WRITTEN EXERCISE:
Can you reproduce the listing from its start through the line containing "146), (286, 144)]", both ends included, with every pixel coordinate in the outlines shifted by adding 21? Leave the pictures out.
[Begin]
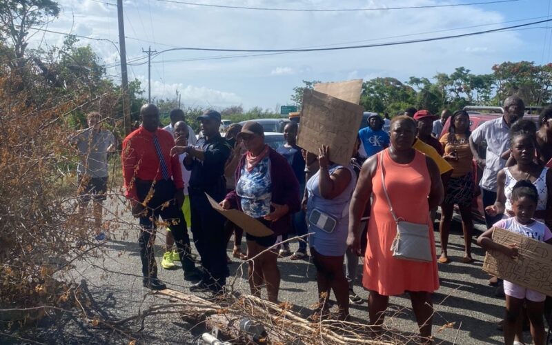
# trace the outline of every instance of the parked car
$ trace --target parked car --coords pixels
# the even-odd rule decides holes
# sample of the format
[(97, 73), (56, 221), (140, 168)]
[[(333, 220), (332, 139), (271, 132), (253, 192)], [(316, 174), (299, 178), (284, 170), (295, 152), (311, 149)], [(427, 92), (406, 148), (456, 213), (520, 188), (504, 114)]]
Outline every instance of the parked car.
[(286, 140), (284, 139), (282, 133), (265, 132), (264, 142), (273, 149), (277, 150), (279, 147), (283, 146), (286, 144)]
[[(265, 133), (267, 132), (283, 133), (284, 127), (290, 121), (288, 119), (286, 119), (285, 117), (281, 119), (255, 119), (248, 121), (255, 121), (260, 124), (261, 126), (263, 126)], [(247, 121), (242, 121), (239, 124), (243, 126), (246, 122), (247, 122)]]
[[(487, 121), (493, 120), (497, 117), (500, 117), (503, 115), (504, 110), (502, 110), (502, 112), (483, 113), (484, 111), (489, 110), (490, 108), (491, 107), (471, 106), (465, 107), (464, 108), (464, 110), (468, 112), (470, 115), (470, 130), (471, 132)], [(497, 109), (497, 107), (492, 108)], [(497, 109), (500, 110), (502, 108), (498, 108)], [(537, 124), (537, 126), (538, 126), (538, 115), (529, 115), (526, 114), (524, 115), (523, 118), (533, 121)], [(440, 138), (448, 132), (448, 128), (450, 126), (451, 118), (449, 117), (447, 119), (446, 122), (445, 122), (444, 126), (443, 126), (443, 130), (441, 132), (441, 135), (439, 136)], [(485, 158), (486, 148), (486, 142), (484, 141), (477, 148), (477, 152), (479, 153), (479, 156), (480, 157)], [(481, 180), (481, 177), (483, 175), (483, 170), (479, 166), (477, 166), (475, 161), (473, 161), (473, 172), (476, 186), (479, 186), (479, 181)], [(484, 223), (485, 213), (483, 208), (483, 200), (481, 197), (481, 195), (480, 193), (477, 194), (478, 195), (473, 198), (473, 201), (472, 201), (472, 215), (474, 220), (477, 220)]]

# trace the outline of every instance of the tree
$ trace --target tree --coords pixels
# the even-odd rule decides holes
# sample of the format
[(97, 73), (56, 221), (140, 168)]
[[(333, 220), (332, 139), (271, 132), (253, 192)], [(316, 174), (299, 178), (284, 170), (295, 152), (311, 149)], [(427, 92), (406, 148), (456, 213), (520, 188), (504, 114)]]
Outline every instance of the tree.
[(291, 95), (291, 100), (295, 105), (297, 106), (297, 109), (301, 109), (303, 105), (303, 92), (306, 88), (313, 90), (315, 88), (315, 84), (320, 83), (319, 80), (313, 80), (312, 81), (303, 81), (304, 86), (296, 86), (293, 88), (293, 95)]
[(25, 50), (29, 30), (40, 27), (59, 14), (59, 5), (52, 0), (4, 0), (0, 1), (0, 40), (11, 43), (14, 59), (11, 68), (19, 70), (27, 61)]
[(383, 112), (393, 103), (413, 104), (416, 92), (395, 78), (375, 78), (362, 83), (360, 105), (366, 111)]
[(520, 97), (527, 105), (540, 106), (550, 101), (550, 66), (533, 61), (503, 62), (493, 66), (496, 80), (495, 99), (501, 101), (511, 95)]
[End]
TASK ANSWER:
# trace the outline of every instance of the parked car
$ trace --target parked car --coords pixels
# the even-odd rule decides holes
# sample of the format
[(97, 73), (56, 221), (140, 168)]
[[(333, 220), (332, 139), (271, 132), (253, 192)], [(316, 174), (299, 178), (284, 170), (295, 152), (311, 149)], [(427, 92), (406, 148), (456, 213), (520, 188), (504, 114)]]
Outline every instance of the parked car.
[(307, 161), (305, 160), (303, 154), (286, 153), (285, 163), (294, 170), (298, 171), (300, 168), (304, 167), (307, 165)]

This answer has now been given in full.